Rewrite all of the data below line by line, leaving out the pictures, and raise every polygon coordinate in the answer outlines by 79. The sample outlines stay unchanged.
_ _ _
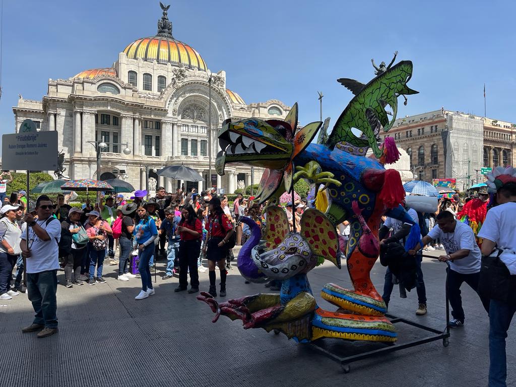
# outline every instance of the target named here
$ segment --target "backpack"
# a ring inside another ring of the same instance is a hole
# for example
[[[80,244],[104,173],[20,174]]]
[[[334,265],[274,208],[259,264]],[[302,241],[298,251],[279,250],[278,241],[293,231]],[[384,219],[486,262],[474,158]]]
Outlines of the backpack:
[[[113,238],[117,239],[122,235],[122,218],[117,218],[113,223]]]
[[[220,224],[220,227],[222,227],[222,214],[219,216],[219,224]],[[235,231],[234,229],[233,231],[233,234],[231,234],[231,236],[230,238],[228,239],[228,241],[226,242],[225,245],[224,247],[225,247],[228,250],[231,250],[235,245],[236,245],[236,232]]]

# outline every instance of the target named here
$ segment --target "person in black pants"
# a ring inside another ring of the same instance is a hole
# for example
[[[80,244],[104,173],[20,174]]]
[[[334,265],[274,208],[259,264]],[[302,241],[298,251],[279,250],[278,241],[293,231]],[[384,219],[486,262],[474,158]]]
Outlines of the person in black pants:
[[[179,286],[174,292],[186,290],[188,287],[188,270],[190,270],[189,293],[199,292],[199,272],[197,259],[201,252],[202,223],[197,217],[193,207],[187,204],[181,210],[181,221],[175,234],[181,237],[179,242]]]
_ _ _
_Answer to the task:_
# outline every instance of the target named here
$ segment --target "backpack"
# a ring inside another ring of the same instance is a hole
# for example
[[[80,244],[104,173],[20,174]]]
[[[334,265],[274,208],[259,264]],[[302,241],[298,251],[279,250],[278,241],[293,231]],[[384,219],[486,262],[474,158]]]
Outlines of the backpack:
[[[192,317],[196,318],[201,314],[201,297],[196,297],[192,302]]]
[[[299,303],[299,306],[301,306],[301,293],[298,295],[298,303]],[[314,310],[313,308],[312,310],[312,313],[310,313],[310,315],[309,317],[307,318],[307,320],[305,321],[304,324],[303,326],[304,326],[307,329],[310,329],[314,324],[315,324],[315,311]]]

# outline every instance of the target named here
$ segment --target "person in black pants"
# a ring inside another ring of the same instance is a hole
# for example
[[[80,244],[104,173],[20,174]]]
[[[334,265],[274,208],[259,264]],[[302,241],[298,251],[279,250],[278,241],[293,231]],[[384,219],[486,262],[474,158]]]
Outlines of the person in black pants:
[[[258,365],[253,371],[265,369],[267,366],[267,349],[269,349],[268,372],[278,371],[278,351],[276,338],[280,331],[281,302],[276,296],[272,286],[266,283],[260,289],[260,300],[254,313],[260,316],[258,321]]]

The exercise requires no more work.